─── Entries supplied ───
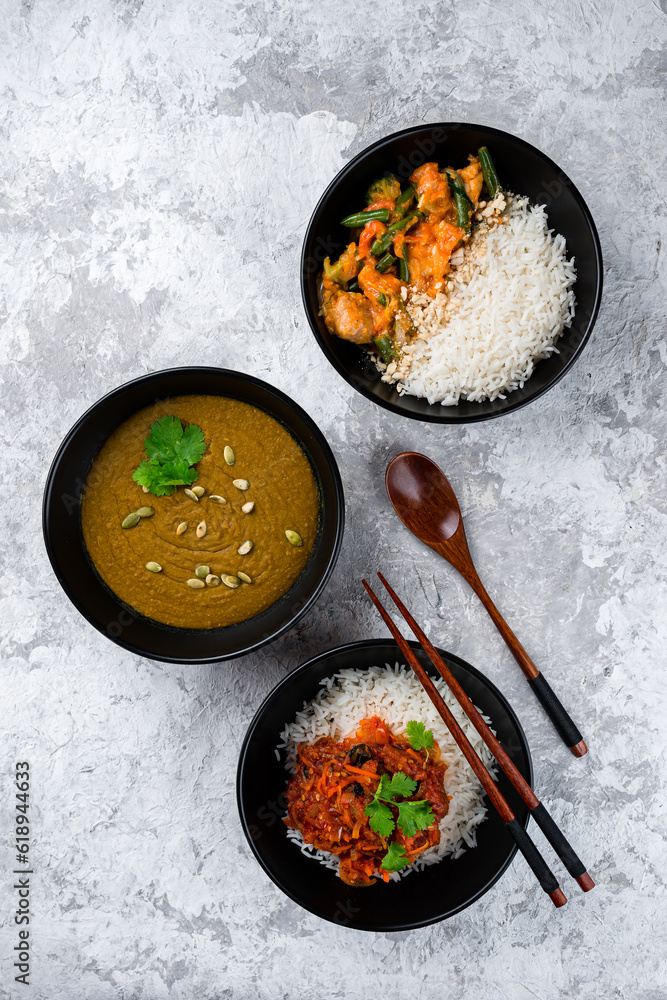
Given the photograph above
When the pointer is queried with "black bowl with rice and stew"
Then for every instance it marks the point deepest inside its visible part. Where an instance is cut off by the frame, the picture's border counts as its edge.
(451, 273)
(356, 801)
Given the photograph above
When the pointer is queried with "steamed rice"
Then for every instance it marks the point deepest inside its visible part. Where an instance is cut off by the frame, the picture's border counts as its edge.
(396, 695)
(503, 309)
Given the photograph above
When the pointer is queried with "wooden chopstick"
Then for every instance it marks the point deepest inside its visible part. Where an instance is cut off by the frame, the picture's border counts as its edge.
(544, 875)
(538, 811)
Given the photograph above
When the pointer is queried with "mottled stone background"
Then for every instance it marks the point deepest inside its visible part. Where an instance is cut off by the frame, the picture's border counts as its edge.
(158, 166)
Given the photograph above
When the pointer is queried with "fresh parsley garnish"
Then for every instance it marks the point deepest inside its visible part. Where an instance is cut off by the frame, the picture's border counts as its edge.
(395, 858)
(412, 816)
(171, 452)
(419, 737)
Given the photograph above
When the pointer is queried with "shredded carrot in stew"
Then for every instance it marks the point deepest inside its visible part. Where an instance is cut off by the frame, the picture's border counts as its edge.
(326, 799)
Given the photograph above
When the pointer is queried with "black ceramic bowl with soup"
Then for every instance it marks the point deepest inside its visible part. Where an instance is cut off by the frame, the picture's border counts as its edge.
(81, 581)
(421, 898)
(522, 169)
───
▶ _Instructions to follow_
Reproduce each line exactly, please, except for any pictures.

▶ _The solution_
Given the photograph above
When the pointer is queried with "black bowl with rice and stew"
Then for every instance it marks the point deepest inside its visible part. Where an instance is cut off by the frame, the picture's border counts as its edge.
(451, 273)
(356, 801)
Given the photograph above
When the pointer is queried with "steamed rice"
Then for every instance it marks the point deepest inside its visible part. Where an instance is cut off by the frame, the picture's border counts as its edge.
(396, 695)
(503, 309)
Given the photograph above
When the pointer is queried with "wooden chopstick"
Then for every instance it marks the point deepest inside its visible part. Where an instance is cut off by the frame, the picture's border counts as its edge.
(544, 875)
(538, 811)
Given the photograph above
When the pointer is queried with "mottled stone background"
Then for every instance it marks the point deepest inside its visible part. Where an instance is cut off by the frame, the picture's border counts as its edge.
(158, 166)
Given the photograph above
When the pointer is queried with "fresh parsley garnish"
Then for every instance it marks the point deepest inside its visible part. Where an instance is cut off by the frame, the picture's border counts as its edge.
(395, 858)
(412, 816)
(171, 452)
(419, 737)
Given the photograph above
When the pointer is queried with "shredded carrot in stew"
Then for every instance it marks the point deepest inside its visible part. Where an instance is cut off by the frame, the picture's border counts as its edge.
(326, 799)
Given the photograph above
When the pointer is queried with "black ceramic bowl with soup"
Then for every instance it marks the point deepest inside its visible part. Where an instance is cut off by the frame, the picture's border counts as its edge.
(81, 581)
(421, 898)
(522, 169)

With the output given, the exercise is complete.